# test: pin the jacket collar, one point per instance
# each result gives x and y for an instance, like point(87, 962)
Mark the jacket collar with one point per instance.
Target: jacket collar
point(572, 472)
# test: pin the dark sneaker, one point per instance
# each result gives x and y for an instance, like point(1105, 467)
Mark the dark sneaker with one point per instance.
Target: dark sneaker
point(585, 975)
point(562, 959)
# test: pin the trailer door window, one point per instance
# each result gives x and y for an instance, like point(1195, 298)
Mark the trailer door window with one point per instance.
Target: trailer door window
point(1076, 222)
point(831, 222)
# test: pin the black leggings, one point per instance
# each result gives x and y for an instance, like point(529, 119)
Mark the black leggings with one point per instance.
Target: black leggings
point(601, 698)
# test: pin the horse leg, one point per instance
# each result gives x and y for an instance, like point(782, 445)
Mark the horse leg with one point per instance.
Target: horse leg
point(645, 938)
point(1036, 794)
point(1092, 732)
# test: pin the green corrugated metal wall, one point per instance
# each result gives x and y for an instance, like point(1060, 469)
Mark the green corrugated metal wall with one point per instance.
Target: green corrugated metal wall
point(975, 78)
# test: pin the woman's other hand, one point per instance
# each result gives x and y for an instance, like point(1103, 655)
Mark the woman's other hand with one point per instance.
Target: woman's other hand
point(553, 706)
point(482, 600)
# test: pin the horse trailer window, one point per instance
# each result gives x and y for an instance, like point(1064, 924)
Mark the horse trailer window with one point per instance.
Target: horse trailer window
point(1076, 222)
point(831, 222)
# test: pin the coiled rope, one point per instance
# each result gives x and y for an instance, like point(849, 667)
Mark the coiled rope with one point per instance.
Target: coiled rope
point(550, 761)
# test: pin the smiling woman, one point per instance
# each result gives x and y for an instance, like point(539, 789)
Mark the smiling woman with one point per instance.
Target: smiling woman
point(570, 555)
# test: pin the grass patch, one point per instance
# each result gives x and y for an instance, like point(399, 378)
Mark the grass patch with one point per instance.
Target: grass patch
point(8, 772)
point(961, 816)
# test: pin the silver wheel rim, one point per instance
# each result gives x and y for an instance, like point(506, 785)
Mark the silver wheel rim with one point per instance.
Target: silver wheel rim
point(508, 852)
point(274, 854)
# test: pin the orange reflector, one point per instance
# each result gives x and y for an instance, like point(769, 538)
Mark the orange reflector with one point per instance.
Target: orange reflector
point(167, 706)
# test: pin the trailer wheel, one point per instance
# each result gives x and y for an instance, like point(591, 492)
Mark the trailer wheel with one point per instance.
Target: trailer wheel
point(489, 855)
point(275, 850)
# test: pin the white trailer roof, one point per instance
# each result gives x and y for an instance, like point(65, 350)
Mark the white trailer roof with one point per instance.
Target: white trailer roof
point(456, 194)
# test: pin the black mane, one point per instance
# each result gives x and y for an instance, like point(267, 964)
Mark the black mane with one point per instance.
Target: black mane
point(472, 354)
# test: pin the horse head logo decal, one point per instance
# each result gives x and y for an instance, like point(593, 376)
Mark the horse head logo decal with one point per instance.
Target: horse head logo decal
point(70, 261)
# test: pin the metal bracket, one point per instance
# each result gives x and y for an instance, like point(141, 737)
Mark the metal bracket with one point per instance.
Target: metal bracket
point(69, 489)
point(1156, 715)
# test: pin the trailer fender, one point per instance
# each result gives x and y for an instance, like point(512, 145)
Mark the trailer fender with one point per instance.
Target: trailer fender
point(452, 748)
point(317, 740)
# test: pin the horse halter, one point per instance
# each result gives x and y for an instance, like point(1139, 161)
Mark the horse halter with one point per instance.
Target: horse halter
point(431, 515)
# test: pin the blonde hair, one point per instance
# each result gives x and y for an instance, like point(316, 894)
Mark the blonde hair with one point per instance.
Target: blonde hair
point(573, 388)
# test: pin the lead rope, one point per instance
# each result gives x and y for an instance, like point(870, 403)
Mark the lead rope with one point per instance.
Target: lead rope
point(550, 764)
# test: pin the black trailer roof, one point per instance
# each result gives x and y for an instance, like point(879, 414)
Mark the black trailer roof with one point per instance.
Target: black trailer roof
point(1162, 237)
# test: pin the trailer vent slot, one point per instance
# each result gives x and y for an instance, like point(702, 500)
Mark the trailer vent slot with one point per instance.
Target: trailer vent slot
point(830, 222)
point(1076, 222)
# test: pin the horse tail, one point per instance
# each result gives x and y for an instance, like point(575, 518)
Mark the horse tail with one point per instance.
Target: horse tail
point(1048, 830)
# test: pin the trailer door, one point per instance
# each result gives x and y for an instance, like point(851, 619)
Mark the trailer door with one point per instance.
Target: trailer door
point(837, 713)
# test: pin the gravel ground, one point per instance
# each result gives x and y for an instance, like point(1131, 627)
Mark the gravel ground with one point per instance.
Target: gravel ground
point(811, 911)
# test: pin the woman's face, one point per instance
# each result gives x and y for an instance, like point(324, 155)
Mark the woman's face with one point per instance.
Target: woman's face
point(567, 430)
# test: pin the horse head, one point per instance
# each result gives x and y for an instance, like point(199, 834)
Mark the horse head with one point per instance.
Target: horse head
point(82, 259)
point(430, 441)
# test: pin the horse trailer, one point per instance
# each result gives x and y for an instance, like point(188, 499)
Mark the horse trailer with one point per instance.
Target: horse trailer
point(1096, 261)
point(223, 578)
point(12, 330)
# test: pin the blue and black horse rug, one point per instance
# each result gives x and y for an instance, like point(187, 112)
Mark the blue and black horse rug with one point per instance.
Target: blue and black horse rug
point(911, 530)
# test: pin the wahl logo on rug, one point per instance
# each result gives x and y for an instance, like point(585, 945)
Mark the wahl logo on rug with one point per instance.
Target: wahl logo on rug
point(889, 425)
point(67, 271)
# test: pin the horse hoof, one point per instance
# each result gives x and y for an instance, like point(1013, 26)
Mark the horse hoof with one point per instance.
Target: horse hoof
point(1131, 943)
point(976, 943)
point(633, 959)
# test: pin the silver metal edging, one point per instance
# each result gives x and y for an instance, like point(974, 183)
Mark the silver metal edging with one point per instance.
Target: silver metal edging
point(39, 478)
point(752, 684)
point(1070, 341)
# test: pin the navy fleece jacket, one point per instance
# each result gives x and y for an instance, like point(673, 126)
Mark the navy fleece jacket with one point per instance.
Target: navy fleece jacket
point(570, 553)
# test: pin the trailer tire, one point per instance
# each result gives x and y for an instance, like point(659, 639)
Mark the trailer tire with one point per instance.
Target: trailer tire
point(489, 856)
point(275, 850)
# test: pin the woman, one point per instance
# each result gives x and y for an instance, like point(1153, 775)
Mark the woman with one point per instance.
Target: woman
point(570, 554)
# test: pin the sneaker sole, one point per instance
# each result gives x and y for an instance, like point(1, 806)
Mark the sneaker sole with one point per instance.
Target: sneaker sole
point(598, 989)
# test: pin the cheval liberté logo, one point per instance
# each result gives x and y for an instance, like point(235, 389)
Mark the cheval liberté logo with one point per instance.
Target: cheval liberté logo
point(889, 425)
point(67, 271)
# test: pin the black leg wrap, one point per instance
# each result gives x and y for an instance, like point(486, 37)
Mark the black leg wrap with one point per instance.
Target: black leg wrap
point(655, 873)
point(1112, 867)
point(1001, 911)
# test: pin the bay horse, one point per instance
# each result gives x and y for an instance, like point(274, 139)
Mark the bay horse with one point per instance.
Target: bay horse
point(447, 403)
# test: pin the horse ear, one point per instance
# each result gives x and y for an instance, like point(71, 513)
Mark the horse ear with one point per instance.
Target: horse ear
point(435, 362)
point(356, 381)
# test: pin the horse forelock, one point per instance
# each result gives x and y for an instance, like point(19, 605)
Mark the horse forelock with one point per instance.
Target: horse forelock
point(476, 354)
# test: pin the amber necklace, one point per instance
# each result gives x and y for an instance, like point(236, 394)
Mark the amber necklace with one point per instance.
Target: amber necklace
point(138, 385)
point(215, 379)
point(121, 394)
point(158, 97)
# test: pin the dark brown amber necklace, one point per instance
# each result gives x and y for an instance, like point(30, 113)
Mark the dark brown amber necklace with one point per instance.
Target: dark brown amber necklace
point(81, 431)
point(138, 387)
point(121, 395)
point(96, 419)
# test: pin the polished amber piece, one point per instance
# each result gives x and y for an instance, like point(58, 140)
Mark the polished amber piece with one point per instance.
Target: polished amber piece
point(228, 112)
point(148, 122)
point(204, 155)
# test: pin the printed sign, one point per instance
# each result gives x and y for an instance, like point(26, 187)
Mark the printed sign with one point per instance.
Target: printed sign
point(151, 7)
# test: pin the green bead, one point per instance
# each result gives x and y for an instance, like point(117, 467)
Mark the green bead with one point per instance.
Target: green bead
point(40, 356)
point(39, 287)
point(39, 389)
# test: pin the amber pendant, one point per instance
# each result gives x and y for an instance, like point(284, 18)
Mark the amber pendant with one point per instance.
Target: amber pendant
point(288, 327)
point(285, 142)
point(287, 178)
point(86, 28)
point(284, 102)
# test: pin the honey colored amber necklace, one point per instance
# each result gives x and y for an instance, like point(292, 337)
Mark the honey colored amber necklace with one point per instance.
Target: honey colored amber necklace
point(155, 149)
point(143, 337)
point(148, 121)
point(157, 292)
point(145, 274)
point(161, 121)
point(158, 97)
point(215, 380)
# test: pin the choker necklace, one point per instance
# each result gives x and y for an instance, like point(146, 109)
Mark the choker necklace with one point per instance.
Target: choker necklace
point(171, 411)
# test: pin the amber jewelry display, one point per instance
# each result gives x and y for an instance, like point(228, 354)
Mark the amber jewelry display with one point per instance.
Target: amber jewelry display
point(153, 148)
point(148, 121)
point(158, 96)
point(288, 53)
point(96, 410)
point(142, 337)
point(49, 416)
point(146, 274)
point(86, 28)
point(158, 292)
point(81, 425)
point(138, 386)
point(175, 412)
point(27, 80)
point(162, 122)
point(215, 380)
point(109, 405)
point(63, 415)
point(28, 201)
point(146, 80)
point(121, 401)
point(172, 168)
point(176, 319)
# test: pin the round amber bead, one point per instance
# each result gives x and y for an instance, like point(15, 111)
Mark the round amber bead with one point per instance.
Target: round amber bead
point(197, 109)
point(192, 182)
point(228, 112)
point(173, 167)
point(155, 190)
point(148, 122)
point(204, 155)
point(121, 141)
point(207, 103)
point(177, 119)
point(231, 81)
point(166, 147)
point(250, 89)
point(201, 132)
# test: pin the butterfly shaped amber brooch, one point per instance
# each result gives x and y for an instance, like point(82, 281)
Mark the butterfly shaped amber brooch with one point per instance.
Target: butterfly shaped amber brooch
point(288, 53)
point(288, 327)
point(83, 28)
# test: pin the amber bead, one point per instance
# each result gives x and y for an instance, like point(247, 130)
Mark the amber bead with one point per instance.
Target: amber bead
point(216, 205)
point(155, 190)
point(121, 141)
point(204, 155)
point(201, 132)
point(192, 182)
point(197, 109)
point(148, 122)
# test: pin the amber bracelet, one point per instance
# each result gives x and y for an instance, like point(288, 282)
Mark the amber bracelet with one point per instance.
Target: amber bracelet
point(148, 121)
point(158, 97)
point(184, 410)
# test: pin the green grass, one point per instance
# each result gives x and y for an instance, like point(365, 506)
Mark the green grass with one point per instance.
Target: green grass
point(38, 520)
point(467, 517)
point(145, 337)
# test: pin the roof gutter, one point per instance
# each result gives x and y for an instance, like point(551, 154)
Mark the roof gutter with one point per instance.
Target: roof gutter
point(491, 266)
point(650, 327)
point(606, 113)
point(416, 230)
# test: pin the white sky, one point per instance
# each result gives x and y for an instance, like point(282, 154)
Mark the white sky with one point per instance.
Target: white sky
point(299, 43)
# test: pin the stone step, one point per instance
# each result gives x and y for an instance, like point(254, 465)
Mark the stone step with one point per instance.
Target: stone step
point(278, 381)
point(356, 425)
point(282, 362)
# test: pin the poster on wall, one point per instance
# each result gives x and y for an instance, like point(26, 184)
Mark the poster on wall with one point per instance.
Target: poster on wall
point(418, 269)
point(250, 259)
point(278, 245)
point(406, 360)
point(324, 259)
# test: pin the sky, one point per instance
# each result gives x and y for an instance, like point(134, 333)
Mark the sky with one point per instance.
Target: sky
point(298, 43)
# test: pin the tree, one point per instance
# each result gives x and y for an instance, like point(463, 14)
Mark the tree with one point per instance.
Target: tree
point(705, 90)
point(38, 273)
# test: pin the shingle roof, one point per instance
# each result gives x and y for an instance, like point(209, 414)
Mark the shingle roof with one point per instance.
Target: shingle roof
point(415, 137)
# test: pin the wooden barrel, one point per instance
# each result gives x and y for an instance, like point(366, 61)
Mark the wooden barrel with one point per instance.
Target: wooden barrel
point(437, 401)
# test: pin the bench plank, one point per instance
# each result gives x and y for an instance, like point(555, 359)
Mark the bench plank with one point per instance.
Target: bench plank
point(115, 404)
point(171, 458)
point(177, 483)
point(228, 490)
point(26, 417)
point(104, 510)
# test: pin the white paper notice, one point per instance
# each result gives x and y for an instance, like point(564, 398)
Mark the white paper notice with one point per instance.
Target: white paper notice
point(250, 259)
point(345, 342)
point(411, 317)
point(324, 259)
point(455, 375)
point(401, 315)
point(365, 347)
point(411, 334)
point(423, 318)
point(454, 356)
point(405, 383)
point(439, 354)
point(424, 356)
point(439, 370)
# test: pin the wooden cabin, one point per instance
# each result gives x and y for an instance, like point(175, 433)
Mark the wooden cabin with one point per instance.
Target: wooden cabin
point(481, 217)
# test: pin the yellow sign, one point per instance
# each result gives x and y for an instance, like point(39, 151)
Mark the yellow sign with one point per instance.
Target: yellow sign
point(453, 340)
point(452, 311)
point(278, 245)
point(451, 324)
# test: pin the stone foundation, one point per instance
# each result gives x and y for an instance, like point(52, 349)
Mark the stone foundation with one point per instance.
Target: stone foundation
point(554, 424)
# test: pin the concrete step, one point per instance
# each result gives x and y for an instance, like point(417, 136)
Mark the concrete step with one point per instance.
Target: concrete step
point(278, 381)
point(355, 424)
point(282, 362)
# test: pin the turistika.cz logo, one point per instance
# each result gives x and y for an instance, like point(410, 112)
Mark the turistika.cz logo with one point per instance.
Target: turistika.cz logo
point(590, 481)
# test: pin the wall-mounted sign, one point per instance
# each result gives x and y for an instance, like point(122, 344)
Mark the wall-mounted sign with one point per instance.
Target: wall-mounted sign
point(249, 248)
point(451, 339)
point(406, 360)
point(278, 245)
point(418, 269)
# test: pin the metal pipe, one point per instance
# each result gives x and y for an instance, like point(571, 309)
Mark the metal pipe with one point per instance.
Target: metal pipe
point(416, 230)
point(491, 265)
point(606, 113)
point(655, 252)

* * * * *

[Given instruction] Output only the lines running from the line with "# test: pin the wooden cabin, one" through the final line of the data, inclusive.

[Final result]
# test: pin the wooden cabin, one point per instance
# each result gives x and y for an instance, like point(175, 433)
Mark the wooden cabin with one point per instance.
Target: wooden cabin
point(481, 217)
# test: pin the yellow sign, one point per instance
# each result gives x and y for an instance, like point(39, 151)
Mark the yellow sign with one point per instance.
Target: yellow sign
point(453, 340)
point(452, 311)
point(278, 245)
point(451, 324)
# test: pin the stone foundation, one point per instance
# each result gives x and y for an instance, like point(52, 349)
Mark the stone foundation with one point per instance.
Target: stone foundation
point(554, 424)
# test: pin the concrete step, one point per instance
# each result gives x and y for an instance, like point(417, 136)
Mark the concrete step with one point per instance.
Target: concrete step
point(278, 381)
point(355, 424)
point(282, 362)
# test: pin the turistika.cz logo, one point per instance
# each result gives x and y for an instance, like point(410, 112)
Mark the turistika.cz logo with one point per instance.
Target: turistika.cz logo
point(590, 481)
# test: pin the wall-mounted sign, one point per instance
# each result gives x and y for an instance, like point(122, 344)
Mark the wall-mounted sign with one point per instance.
Target: wall-mounted sign
point(249, 248)
point(451, 339)
point(406, 360)
point(278, 245)
point(418, 269)
# test: pin the metal pipe, one point per instance
# each result gives x and y for an instance, like point(571, 309)
Mark the metal pipe with one point per instance.
Target: metal pipe
point(416, 230)
point(491, 265)
point(606, 113)
point(655, 252)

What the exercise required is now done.